= Page text =
^^^^^^^^^^^^^^^^
# Laptop under INR 50,000 from Dell or HP



## imuday (Jan 27, 2013)

Hi,

I want to buy a laptop either from Dell or HP with a price tag (inclusive of all taxes) ranging between INR 40,000 to INR 50,000. All I want is a laptop which can give me a power-packed performance for college stuffs (e.g. web development, programming and all) and little bit of gaming. Looks of the laptop is secondary. 

If possible, kindly quote the URL of your source.


Thanks a lot


----------



## RON28 (Jan 27, 2013)

If you are good at bargaining then this HP laptop at 50K is complete VFM, or
Go for that HP's younger brother, this one

Consider this DELL laptop also.


----------



## farlaks (Jan 27, 2013)

which one is better for gaming this HP Pavilion G6-2203TX Laptop (3rd Gen Ci5/ 4GB/ 500GB/ Win8/ 1GB Graph) - HP: Flipkart.com or *www.compuindia.com/laptops/inspiron-laptops/inspiron-15-3420/new-inspiron-290.html which has better after sale service ?


----------



## ShankJ (Jan 27, 2013)

dont buy the dell 15 r, it has one of the weirdest design.. like an old fashioned and outdated laptop.. You may try hp pavillion dv4-5009tx..


----------



## baccilus (Jan 27, 2013)

The HP g6 is the best buy ATM AFAIK. I would avoid Dell laptops if I were you. Everyone I know who has Dell Laptop is facing build quality issues. The first thing to bonk off is their power adapter.


----------



## RON28 (Jan 27, 2013)

farlaks said:


> which one is better for gaming this HP Pavilion G6-2203TX Laptop (3rd Gen Ci5/ 4GB/ 500GB/ Win8/ 1GB Graph) - HP: Flipkart.com or Dell Inspiron 15 Laptop - Value laptops from Dell which has better after sale service ?



that DELL laptop has ultrabook processor, means low performing processor to save battery life.


----------



## Harsh Pranami (Jan 29, 2013)

Go for hp pavilion 2203tx


----------



## farlaks (Jan 30, 2013)

Thanks..bdw which 1 has better after sale service?


----------



## Harsh Pranami (Jan 30, 2013)

farlaks said:


> Thanks..bdw which 1 has better after sale service?



Both dell and hp offer excellent after sales service.


----------



## imuday (Jan 30, 2013)

Harsh Pranami said:


> Both dell and hp offer excellent after sales service.
^^^^^^^^^^^^^^^^
= Recorded information =
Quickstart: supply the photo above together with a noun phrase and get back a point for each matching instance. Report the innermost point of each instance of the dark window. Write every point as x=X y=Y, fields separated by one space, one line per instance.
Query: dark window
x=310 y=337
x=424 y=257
^^^^^^^^^^^^^^^^
= Work to complete =
Repeat word for word the passage of the laptop forum thread above, from "## farlaks (Jan 27, 2013)" to "ShankJ (Jan 27, 2013)".

= Written solution =
## farlaks (Jan 27, 2013)

which one is better for gaming this HP Pavilion G6-2203TX Laptop (3rd Gen Ci5/ 4GB/ 500GB/ Win8/ 1GB Graph) - HP: Flipkart.com or *www.compuindia.com/laptops/inspiron-laptops/inspiron-15-3420/new-inspiron-290.html which has better after sale service ?


----------



## ShankJ (Jan 27, 2013)